* Provided passage *

- - - -

Stanford Report - December 3rd, 2008 - by Bruce Goldman
Scientists worldwide may benefit from a powerful new database, available free online, that will help them to home in on the parts of proteins most necessary for their function. Arend Sidow, PhD, associate professor of pathology and of genetics, recently launched the novel bioinformatics tool, which enlists evolution as the guide to determining the role different proteins play in an array of organisms.
ProPhylER (http://www.prophyler.org) will enable a researcher studying a protein, or the gene coding for it, to more easily figure out how it works and what might go wrong if the gene has a mutation. "Whether you're a cell biologist, biochemist or structural biologist, ProPhylER produces instant working hypotheses for you as to where the protein's functional areas are," he said. The site made its debut on Oct. 10.
Proteins—the machines of life that do everything from making your muscles move to helping you think—are long chains of chemical units called amino acids. As soon as a protein molecule is made inside a cell from the gene encoding it, it folds up to assume the unique shape that determines its activity. To do its job, a protein needs to have specific amino acids (there are 20 to pick from) in specific places. In particular regions of the folded protein, it may be crucial that a specific amino acid sequence be there for the protein to function; in other regions, the swapping of one amino acid for another has little effect.
Over hundreds of millions of years myriad species have evolved and, through eons of random mutation, so have their proteins. Yet in the face of all these changes, some things have to remain constant. "Evolution imposes stronger constraints on more-important regions of a protein molecule, from the standpoint of its biological activity, than on other, less-critical regions of that protein," Sidow said. If a change interferes with a protein's function, the hapless creature harboring this variant dies out; if not, the creature is fruitful and multiplies, and the variant protein persists in modern species.

- - - -

Stored items:

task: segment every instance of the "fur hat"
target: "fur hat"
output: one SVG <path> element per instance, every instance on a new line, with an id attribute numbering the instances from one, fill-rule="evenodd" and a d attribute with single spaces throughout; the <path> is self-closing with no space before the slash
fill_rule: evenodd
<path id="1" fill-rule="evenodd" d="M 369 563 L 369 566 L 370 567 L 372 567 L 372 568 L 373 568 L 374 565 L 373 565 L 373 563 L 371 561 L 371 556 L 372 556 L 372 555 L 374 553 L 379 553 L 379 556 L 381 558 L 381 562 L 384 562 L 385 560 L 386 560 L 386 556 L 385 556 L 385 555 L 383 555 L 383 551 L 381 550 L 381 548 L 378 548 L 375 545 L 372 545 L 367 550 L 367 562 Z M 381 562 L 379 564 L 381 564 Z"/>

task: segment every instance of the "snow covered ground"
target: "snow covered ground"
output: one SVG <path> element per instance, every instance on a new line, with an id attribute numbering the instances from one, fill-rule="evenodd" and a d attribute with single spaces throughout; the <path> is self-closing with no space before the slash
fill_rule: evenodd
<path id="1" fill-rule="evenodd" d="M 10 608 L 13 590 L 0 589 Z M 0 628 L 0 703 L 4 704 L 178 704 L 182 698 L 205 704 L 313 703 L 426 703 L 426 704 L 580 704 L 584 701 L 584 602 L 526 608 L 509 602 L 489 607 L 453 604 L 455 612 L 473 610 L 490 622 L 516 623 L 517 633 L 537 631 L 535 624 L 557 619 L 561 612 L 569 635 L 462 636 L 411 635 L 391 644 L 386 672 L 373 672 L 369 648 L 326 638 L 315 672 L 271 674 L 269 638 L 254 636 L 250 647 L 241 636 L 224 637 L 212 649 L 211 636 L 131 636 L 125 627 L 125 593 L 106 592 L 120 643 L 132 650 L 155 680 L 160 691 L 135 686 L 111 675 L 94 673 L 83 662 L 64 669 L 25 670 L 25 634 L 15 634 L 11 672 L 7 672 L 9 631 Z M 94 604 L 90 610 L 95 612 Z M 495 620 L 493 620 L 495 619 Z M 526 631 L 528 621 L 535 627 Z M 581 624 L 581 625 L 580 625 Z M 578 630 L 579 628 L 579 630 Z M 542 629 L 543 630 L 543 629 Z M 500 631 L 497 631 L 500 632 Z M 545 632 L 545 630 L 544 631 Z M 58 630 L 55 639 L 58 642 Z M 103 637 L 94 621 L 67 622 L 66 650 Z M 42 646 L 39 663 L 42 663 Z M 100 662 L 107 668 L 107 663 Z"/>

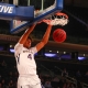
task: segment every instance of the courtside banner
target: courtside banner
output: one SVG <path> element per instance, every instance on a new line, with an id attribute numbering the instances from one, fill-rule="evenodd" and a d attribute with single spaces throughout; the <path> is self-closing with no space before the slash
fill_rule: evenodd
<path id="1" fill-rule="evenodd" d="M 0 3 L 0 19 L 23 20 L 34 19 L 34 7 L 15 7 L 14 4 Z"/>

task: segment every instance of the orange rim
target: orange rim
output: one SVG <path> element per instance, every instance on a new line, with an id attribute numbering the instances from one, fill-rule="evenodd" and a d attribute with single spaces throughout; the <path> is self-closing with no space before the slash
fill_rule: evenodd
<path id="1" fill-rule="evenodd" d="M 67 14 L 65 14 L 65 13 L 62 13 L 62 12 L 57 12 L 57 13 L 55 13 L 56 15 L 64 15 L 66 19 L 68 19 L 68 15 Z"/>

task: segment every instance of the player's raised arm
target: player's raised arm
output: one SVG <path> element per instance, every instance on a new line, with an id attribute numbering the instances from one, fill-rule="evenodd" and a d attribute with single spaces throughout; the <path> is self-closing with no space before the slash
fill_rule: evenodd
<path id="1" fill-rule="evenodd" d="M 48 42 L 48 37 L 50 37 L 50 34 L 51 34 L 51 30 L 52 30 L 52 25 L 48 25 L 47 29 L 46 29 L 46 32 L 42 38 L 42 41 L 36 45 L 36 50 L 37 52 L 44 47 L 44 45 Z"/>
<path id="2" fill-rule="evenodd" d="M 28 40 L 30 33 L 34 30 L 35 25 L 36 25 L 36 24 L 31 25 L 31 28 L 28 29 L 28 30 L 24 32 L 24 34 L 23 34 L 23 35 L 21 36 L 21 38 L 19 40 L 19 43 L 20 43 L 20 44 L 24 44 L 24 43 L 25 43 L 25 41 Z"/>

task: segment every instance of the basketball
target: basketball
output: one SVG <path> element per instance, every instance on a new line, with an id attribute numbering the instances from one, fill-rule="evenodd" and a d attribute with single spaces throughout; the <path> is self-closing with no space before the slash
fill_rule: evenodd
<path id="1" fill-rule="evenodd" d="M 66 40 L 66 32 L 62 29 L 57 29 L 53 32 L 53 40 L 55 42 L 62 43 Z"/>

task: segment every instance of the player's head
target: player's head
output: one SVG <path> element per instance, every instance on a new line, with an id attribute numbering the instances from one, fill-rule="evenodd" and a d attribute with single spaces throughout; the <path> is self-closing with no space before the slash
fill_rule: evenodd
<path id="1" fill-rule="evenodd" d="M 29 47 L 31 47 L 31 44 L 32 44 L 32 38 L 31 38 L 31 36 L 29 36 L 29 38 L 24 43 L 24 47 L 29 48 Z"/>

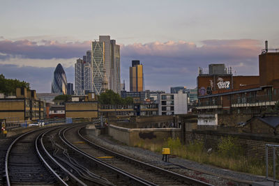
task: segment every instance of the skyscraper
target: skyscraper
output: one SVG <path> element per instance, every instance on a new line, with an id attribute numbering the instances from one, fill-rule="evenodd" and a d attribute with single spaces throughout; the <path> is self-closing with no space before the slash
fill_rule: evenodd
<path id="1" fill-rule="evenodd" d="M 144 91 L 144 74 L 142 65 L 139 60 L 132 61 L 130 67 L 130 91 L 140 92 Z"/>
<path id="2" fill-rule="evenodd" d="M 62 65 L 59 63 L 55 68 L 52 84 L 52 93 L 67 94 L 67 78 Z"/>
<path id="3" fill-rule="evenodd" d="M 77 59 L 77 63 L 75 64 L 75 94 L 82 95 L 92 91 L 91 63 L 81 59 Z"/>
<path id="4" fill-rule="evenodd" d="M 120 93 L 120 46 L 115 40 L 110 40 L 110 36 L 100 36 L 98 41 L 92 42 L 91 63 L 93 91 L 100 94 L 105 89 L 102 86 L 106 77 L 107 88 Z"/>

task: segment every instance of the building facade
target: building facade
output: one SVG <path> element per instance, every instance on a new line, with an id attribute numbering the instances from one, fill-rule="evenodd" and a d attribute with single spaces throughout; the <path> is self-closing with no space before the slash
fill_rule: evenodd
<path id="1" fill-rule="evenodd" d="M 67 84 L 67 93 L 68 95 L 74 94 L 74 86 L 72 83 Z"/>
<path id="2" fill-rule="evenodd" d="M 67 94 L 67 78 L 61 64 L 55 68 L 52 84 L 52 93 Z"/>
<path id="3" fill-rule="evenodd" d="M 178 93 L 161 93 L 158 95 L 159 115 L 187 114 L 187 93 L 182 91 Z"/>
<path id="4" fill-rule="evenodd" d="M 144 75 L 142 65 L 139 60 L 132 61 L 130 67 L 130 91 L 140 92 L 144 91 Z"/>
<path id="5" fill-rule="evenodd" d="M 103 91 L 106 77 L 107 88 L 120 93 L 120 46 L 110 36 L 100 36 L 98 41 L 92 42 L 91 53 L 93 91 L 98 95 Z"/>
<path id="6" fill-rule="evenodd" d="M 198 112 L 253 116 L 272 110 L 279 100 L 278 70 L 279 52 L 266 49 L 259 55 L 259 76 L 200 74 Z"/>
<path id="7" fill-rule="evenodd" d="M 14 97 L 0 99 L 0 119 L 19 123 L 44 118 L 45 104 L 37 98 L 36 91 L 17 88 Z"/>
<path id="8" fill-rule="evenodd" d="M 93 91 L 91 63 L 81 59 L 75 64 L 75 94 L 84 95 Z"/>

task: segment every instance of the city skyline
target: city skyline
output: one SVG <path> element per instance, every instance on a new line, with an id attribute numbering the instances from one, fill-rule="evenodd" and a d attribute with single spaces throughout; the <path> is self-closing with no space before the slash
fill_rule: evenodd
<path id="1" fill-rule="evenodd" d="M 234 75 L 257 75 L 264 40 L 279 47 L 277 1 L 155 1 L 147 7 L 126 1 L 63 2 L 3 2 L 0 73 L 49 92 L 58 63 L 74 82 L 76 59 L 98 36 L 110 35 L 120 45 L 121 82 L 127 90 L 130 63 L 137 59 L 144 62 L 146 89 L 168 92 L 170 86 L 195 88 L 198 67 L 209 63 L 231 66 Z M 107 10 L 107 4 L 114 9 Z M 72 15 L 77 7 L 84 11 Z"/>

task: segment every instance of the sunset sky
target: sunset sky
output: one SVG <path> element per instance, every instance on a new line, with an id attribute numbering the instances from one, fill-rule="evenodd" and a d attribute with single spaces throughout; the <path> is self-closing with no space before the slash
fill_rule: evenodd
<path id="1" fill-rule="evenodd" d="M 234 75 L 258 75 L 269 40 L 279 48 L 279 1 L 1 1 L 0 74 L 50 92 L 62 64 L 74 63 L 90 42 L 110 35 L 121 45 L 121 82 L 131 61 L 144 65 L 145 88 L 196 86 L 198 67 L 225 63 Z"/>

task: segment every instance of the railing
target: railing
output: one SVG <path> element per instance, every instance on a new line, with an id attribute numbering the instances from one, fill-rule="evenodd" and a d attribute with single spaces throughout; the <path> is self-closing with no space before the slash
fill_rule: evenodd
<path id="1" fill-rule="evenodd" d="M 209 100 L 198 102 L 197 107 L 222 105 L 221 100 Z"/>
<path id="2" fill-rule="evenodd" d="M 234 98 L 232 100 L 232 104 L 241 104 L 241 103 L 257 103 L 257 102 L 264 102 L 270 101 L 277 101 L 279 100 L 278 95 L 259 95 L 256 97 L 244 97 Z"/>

- - - -

* Activity 1 *
Reproduce the ProPhylER article's text, starting with "Stanford Report - December" and going on through "array of organisms.".
* Activity 2 *
Carry on the article about the ProPhylER protein database from the point where it stops.

* Expected output 1 *
Stanford Report - December 3rd, 2008 - by Bruce Goldman
Scientists worldwide may benefit from a powerful new database, available free online, that will help them to home in on the parts of proteins most necessary for their function. Arend Sidow, PhD, associate professor of pathology and of genetics, recently launched the novel bioinformatics tool, which enlists evolution as the guide to determining the role different proteins play in an array of organisms.

* Expected output 2 *
It's by no means obvious just from looking at a protein's linear amino-acid sequence which regions are the "business districts" of the protein and which are the sleepier bedroom communities. By comparing numerous versions of the same protein from different species, ProPhylER identifies the parts of a protein that are key to its activity. This is especially useful for proteins about which little is known, which is the majority of proteins in the human genome.
Human geneticists, too, will benefit from ProPhylER (a play on words derived from the bulkier term "PROtein PHYLogenetics and Evolutionary Rates"). Each of us carries tens of thousands of protein variants (due to mutations that have persisted in the human gene pool), some fraction of which affect protein function. For researchers, it is notoriously difficult to measure experimentally how much a protein's function is impaired by a mutation. ProPhylER provides specific predictions, also based on evolutionary variation, of the impact of a mutation on the protein's function. A mutation in an amino acid that has changed a lot in evolution is much less likely to be bad than a mutation that affects an amino acid in which evolution has not tolerated any change.
The site displays data via two interfaces after a user has searched for a particular protein. The first displays evolutionary data graphically along the length of the protein. The second, called "Crystal Painter," projects these degrees of evolutionary constraint onto three-dimensional structures of proteins, when those are known, by imposing a color-coded scheme on their structures. It then reveals at a glance the parts of proteins obviously important to function.
"No other proteomics resource does this," Sidow said.
The NIH's National Human Genome Research Institute provided funding for this project.